- _Problem details_
Could you reproduce all of the entries below without a single change?

Source records:
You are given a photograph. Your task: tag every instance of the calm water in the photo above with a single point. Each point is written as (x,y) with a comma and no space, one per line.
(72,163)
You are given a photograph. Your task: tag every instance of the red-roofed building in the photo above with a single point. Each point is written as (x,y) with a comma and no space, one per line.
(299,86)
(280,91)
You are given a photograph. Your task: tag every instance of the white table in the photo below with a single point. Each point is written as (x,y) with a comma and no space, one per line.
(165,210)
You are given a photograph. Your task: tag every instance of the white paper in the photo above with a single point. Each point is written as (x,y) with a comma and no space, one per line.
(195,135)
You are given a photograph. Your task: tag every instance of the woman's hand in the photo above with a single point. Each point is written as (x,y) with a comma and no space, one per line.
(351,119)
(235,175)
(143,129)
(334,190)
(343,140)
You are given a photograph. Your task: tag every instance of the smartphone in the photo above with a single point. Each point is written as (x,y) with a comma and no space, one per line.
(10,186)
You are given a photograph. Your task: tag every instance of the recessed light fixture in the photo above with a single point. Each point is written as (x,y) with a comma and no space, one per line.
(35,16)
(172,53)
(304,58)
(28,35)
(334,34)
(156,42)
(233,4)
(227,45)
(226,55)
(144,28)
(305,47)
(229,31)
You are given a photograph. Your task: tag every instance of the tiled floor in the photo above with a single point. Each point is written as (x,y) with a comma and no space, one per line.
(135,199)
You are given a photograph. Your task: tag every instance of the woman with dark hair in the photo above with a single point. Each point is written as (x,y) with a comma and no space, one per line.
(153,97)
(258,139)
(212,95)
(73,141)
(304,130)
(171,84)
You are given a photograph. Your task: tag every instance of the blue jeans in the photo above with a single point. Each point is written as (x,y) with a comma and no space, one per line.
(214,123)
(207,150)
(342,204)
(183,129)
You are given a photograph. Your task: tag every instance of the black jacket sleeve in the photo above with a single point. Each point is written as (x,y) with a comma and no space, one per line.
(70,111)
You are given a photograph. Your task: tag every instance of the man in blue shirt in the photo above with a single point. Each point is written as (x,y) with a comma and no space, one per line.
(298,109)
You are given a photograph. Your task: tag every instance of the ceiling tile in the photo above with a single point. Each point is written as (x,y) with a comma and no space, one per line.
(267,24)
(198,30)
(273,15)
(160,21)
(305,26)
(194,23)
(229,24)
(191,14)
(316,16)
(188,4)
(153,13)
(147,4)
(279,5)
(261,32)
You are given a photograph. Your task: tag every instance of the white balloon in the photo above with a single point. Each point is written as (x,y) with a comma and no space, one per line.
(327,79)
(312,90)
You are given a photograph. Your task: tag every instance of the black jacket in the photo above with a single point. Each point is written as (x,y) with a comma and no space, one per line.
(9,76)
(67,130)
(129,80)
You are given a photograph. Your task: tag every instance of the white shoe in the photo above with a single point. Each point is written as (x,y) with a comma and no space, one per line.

- _Output for this task_
You are given a photograph. Your task: tag every instance of the calm water in the photo above with a single point. Each point is written as (x,y) with a comma and no space, one per line.
(72,163)
You are given a photograph. Your task: tag every instance of the red-roofed building in the photo above with a single point. Each point is written as (x,y) with a comma and no space, one per line.
(299,86)
(280,91)
You are given a photograph. Your task: tag every instance of the white table in the photo below with a single point. Each point is written as (x,y) with a comma and no space, one per line.
(165,210)
You are given a photograph. Your task: tag every instance of the white paper in the photo above with a single point. Each point is written as (x,y) with a comma and no space, one per line.
(195,135)
You are given a photograph. Your task: tag every instance of the woman's hand in the photo above with a single point. Each point is written as (x,y) with a comma and no space, one per line.
(351,119)
(235,175)
(143,129)
(334,190)
(343,140)
You are given a photograph. Your task: tag every instance of the smartphone in the photo above with a single point. Each point is written as (x,y) with a comma and no space, one per line.
(10,186)
You are given a photograph. Your task: tag every instance of the recessed light fixture in the photo above with a single point. Each point is written as (x,y) with a comma and no space, one per line.
(35,16)
(172,53)
(304,58)
(28,35)
(334,34)
(156,42)
(233,4)
(227,45)
(226,55)
(144,28)
(305,47)
(229,31)
You are given a photograph. Your task: tag every instance of the tiled floor in the photo above with a single point. Each point is written as (x,y) with a comma and no space, one per line.
(135,199)
You are given a photograph. Your task: tag every instance of the woman with dark hair in the photo above with a single point. Each point is written as (x,y) with a comma and no space, one per line.
(153,97)
(258,139)
(212,95)
(73,141)
(304,130)
(171,84)
You are given a photograph. Your task: tag every instance of the blue jeans in the photo above with a single point. Each point is written as (x,y) with a comma and no space, one per line.
(214,123)
(207,150)
(342,204)
(183,129)
You are given a photograph. Your task: tag every instance of the black jacket sleeve in the photo above with a single point. Each point is written as (x,y) with a comma and no space, one per line.
(70,111)
You are given a photograph. Your task: tag every instance of the man in blue shirt in the photo above with a single point. Each point is written as (x,y) with a comma and no space, one per line.
(298,109)
You are given a photograph. Your task: tag every instance of the ceiling tile in the photo above with a single point. Each point is written as (x,y) with a comma and no space, one per line.
(267,24)
(198,30)
(273,15)
(160,21)
(305,26)
(194,23)
(229,24)
(191,14)
(316,16)
(188,4)
(153,13)
(147,4)
(279,5)
(261,32)
You are given a photograph. Your task: tag every instance of the white balloon in the photo above with a single point. Each point is written as (x,y) with a comma and no space, one per line.
(327,79)
(312,90)
You are given a photograph. Your task: tag every instance of the black jacket in the photo above with a single point. Each point is written as (x,y) with a comma and no space, one per line.
(9,76)
(67,130)
(129,80)
You are given a photograph. Your task: tag every instance of the white shoe in the photo above with a single point. Each point is written as (x,y) with a comma and no space, one per line.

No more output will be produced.